TASK DIRECTIONS. Spot each line in the records below where the word "knife" occurs, then copy it.

EXERCISE MATERIALS.
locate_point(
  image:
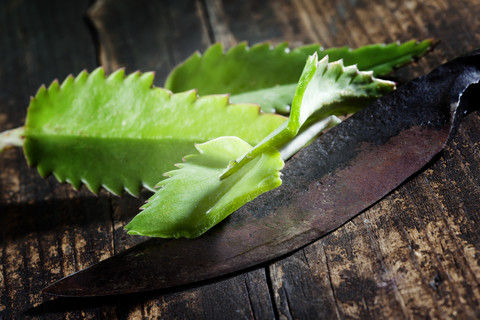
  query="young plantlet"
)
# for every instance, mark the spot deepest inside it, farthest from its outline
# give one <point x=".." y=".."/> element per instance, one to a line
<point x="199" y="194"/>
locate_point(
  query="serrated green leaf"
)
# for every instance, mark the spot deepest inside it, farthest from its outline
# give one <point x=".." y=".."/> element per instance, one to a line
<point x="324" y="89"/>
<point x="121" y="133"/>
<point x="193" y="199"/>
<point x="251" y="74"/>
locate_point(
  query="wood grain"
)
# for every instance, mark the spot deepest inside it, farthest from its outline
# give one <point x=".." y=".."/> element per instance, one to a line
<point x="415" y="254"/>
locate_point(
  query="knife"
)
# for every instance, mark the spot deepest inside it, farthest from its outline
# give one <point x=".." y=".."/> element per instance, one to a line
<point x="329" y="182"/>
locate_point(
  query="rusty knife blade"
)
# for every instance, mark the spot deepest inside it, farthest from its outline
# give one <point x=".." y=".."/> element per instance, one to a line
<point x="339" y="175"/>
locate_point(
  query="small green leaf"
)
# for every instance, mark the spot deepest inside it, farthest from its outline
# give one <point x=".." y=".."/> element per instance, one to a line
<point x="121" y="133"/>
<point x="193" y="199"/>
<point x="11" y="138"/>
<point x="251" y="74"/>
<point x="324" y="89"/>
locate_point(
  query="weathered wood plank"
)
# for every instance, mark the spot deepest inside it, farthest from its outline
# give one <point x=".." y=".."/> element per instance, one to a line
<point x="414" y="254"/>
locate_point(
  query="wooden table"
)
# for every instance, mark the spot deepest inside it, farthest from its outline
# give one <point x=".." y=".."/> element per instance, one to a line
<point x="415" y="254"/>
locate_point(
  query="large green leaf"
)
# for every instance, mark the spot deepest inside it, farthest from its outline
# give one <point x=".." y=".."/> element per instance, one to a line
<point x="268" y="75"/>
<point x="193" y="199"/>
<point x="121" y="133"/>
<point x="324" y="89"/>
<point x="201" y="193"/>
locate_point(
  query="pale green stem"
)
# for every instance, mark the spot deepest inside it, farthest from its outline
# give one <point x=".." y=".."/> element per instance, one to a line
<point x="306" y="136"/>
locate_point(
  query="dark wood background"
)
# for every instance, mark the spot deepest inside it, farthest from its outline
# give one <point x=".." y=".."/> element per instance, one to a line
<point x="415" y="254"/>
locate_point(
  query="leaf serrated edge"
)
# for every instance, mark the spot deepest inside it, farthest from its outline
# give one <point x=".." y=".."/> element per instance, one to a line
<point x="146" y="80"/>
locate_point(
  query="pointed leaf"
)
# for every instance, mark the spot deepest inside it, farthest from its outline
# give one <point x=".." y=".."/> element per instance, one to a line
<point x="121" y="133"/>
<point x="324" y="89"/>
<point x="193" y="199"/>
<point x="256" y="72"/>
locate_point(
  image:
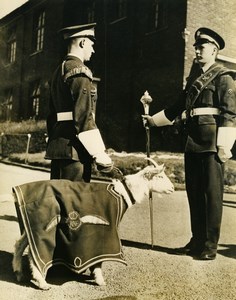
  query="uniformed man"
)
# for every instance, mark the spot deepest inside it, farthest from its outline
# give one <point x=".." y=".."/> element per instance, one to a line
<point x="74" y="140"/>
<point x="209" y="102"/>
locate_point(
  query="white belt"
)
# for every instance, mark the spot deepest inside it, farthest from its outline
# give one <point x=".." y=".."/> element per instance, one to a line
<point x="65" y="116"/>
<point x="204" y="111"/>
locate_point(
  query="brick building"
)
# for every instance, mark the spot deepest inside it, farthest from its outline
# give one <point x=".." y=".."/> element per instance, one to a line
<point x="141" y="45"/>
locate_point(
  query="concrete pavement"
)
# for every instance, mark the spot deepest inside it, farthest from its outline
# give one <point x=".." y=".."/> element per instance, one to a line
<point x="150" y="274"/>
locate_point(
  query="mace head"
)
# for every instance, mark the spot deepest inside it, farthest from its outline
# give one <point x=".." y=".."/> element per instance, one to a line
<point x="146" y="98"/>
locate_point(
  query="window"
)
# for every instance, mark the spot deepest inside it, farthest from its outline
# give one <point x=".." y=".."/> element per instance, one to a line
<point x="119" y="9"/>
<point x="35" y="100"/>
<point x="11" y="47"/>
<point x="156" y="15"/>
<point x="39" y="27"/>
<point x="91" y="12"/>
<point x="6" y="106"/>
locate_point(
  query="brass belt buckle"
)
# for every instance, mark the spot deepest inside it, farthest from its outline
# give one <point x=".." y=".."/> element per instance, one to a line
<point x="191" y="113"/>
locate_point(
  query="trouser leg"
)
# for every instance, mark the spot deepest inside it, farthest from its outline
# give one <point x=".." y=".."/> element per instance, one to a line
<point x="214" y="187"/>
<point x="196" y="199"/>
<point x="71" y="170"/>
<point x="204" y="186"/>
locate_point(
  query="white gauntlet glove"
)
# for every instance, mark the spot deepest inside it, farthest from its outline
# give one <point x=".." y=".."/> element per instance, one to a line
<point x="103" y="159"/>
<point x="159" y="119"/>
<point x="93" y="143"/>
<point x="225" y="141"/>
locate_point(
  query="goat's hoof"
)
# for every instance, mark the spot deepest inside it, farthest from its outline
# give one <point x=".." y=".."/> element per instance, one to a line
<point x="41" y="285"/>
<point x="100" y="281"/>
<point x="98" y="278"/>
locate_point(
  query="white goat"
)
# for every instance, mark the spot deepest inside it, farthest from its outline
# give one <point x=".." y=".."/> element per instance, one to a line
<point x="139" y="185"/>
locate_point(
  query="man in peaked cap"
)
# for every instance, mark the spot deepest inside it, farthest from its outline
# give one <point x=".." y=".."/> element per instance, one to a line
<point x="205" y="35"/>
<point x="74" y="139"/>
<point x="209" y="105"/>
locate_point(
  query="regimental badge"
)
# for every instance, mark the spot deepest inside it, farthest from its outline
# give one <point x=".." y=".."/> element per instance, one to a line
<point x="73" y="220"/>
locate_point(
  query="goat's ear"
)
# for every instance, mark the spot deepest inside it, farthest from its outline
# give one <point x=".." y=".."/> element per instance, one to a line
<point x="149" y="175"/>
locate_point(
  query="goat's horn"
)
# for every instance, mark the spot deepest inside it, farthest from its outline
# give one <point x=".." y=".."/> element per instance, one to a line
<point x="153" y="162"/>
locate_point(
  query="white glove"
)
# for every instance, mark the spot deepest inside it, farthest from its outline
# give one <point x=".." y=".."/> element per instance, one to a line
<point x="225" y="141"/>
<point x="103" y="159"/>
<point x="148" y="121"/>
<point x="159" y="119"/>
<point x="224" y="154"/>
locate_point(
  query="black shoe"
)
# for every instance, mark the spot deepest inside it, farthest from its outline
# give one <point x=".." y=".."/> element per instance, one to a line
<point x="190" y="249"/>
<point x="207" y="254"/>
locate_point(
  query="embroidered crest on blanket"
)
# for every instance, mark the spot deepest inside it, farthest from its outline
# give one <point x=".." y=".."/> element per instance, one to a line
<point x="70" y="223"/>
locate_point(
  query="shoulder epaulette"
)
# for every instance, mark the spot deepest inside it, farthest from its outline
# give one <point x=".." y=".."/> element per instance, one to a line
<point x="78" y="71"/>
<point x="226" y="71"/>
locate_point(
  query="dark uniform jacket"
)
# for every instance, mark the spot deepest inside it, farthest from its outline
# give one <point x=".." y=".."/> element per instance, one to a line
<point x="219" y="93"/>
<point x="70" y="89"/>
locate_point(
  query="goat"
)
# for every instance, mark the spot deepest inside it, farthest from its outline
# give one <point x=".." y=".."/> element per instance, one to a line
<point x="131" y="189"/>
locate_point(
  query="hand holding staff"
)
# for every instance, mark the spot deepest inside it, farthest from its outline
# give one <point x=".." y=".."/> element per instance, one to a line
<point x="146" y="99"/>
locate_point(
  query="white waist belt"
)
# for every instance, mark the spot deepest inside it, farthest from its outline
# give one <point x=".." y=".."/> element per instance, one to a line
<point x="204" y="111"/>
<point x="65" y="116"/>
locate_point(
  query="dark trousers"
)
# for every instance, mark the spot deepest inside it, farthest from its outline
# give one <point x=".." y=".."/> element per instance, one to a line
<point x="204" y="175"/>
<point x="71" y="170"/>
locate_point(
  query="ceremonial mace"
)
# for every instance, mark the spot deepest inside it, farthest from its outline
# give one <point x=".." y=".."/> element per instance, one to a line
<point x="146" y="99"/>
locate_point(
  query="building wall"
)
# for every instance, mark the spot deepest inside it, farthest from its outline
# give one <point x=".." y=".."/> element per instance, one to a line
<point x="129" y="59"/>
<point x="218" y="15"/>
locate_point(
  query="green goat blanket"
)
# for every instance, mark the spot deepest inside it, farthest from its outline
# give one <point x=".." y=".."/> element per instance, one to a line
<point x="70" y="223"/>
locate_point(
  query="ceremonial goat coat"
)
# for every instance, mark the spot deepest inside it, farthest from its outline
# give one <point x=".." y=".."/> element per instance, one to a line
<point x="70" y="223"/>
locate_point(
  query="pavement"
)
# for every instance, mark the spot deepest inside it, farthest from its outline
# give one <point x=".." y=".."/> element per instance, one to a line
<point x="151" y="272"/>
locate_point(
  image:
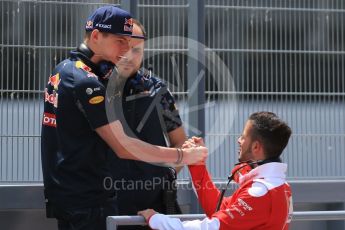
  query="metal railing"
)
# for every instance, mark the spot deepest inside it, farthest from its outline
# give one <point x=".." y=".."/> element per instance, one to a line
<point x="114" y="221"/>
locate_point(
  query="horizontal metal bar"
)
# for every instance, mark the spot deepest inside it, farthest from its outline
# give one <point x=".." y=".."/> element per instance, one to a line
<point x="162" y="6"/>
<point x="65" y="2"/>
<point x="297" y="216"/>
<point x="177" y="50"/>
<point x="318" y="215"/>
<point x="270" y="51"/>
<point x="215" y="93"/>
<point x="20" y="91"/>
<point x="36" y="47"/>
<point x="19" y="136"/>
<point x="265" y="93"/>
<point x="214" y="134"/>
<point x="294" y="134"/>
<point x="270" y="8"/>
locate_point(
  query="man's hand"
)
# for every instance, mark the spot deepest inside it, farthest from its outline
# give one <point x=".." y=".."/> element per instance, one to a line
<point x="147" y="214"/>
<point x="194" y="145"/>
<point x="194" y="155"/>
<point x="193" y="142"/>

RESPONSE TO THE TASK.
  query="knife"
  query="rusty knife blade"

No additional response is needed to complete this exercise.